— Start EXCERPTED RECORDS —
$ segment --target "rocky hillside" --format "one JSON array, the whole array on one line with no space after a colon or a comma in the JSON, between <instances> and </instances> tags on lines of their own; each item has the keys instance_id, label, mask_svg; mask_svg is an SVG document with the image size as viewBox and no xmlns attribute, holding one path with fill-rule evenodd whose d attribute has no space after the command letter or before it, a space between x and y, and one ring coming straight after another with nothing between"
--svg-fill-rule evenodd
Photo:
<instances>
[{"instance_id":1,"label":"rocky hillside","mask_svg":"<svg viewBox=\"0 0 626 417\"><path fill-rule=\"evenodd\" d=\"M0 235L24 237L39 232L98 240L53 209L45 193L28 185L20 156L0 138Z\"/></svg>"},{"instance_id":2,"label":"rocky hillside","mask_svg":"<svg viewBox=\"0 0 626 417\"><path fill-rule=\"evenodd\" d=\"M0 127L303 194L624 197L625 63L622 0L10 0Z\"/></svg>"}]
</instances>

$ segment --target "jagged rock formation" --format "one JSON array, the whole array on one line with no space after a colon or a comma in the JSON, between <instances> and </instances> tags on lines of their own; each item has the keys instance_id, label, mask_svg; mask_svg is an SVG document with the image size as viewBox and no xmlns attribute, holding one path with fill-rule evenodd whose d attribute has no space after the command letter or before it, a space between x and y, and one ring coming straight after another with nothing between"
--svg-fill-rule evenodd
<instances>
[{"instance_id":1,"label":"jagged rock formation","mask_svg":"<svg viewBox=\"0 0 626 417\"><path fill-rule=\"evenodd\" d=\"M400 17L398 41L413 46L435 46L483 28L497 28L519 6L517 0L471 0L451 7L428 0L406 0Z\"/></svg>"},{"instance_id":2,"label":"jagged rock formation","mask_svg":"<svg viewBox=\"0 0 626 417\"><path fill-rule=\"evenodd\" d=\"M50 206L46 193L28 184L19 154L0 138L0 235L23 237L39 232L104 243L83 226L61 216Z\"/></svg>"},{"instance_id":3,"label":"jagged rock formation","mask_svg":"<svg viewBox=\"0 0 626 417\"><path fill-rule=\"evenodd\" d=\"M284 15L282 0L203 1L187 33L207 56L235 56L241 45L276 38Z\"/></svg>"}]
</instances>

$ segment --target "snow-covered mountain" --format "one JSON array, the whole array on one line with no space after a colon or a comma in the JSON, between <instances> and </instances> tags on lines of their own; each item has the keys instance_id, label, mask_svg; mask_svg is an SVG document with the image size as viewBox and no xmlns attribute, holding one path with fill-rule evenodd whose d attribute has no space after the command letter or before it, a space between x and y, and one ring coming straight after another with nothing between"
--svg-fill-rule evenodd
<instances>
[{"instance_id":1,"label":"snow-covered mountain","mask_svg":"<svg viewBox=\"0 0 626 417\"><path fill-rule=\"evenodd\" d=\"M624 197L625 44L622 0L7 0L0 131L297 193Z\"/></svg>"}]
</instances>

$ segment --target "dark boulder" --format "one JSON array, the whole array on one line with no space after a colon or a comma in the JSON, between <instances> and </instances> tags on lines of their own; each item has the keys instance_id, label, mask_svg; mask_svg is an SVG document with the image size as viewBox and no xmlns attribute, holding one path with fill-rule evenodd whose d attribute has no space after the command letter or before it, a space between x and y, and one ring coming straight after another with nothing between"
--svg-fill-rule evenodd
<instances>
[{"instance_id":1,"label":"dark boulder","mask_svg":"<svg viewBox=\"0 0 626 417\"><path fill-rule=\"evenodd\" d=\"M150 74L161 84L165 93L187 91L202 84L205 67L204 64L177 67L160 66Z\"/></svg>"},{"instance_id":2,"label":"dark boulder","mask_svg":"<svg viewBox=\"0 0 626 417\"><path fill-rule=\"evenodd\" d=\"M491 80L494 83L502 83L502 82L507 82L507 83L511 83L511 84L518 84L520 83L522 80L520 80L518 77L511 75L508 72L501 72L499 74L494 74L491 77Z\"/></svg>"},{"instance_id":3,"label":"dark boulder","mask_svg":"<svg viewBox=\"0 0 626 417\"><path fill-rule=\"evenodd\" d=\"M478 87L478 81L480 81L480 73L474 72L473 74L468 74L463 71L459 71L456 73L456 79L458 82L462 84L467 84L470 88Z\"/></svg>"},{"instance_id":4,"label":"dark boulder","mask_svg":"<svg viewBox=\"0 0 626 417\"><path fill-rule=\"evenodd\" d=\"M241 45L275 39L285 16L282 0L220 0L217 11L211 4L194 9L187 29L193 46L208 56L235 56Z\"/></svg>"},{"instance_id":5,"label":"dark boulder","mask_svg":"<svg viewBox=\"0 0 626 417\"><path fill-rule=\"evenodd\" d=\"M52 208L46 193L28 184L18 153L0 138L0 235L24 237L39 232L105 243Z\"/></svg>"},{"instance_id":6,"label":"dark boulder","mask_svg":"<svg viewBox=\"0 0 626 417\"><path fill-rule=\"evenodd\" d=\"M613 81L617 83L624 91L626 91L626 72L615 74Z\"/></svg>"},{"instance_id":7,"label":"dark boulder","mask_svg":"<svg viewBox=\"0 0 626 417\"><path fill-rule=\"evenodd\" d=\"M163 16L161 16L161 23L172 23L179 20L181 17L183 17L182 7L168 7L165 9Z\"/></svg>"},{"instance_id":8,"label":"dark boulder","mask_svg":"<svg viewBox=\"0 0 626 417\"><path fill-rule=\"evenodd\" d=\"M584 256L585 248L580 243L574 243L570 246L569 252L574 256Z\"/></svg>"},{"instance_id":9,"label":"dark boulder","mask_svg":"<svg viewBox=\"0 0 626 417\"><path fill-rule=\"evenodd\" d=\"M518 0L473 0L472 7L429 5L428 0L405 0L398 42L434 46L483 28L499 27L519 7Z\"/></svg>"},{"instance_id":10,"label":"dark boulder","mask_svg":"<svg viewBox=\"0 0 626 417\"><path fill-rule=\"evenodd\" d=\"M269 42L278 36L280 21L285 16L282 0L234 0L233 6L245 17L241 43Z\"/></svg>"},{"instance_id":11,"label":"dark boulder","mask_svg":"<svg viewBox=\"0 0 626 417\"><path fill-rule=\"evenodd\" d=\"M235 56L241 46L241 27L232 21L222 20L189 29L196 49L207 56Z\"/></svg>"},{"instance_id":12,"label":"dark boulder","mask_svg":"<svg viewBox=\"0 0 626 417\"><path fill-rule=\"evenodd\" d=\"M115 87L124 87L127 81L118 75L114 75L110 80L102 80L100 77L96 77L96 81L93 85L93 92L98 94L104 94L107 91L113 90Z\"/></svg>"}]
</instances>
— End EXCERPTED RECORDS —
TASK DETAILS:
Please list every line of the records above that contains the string "covered".

WRITTEN REPLY:
$ segment --target "snow-covered mountain" --format "one JSON array, the whole array on one line with no space after a colon or a comma in the JSON, between <instances> and </instances> tags on lines of their own; each item has the keys instance_id, label, mask_svg; mask_svg is an SVG document with the image size as viewBox and no xmlns attribute, holding one path with fill-rule evenodd whose d attribute has no space after the command letter or before it, a space between x and y, and one ring coming straight after another with nothing between"
[{"instance_id":1,"label":"snow-covered mountain","mask_svg":"<svg viewBox=\"0 0 626 417\"><path fill-rule=\"evenodd\" d=\"M624 197L625 44L622 0L7 0L0 131L297 193Z\"/></svg>"}]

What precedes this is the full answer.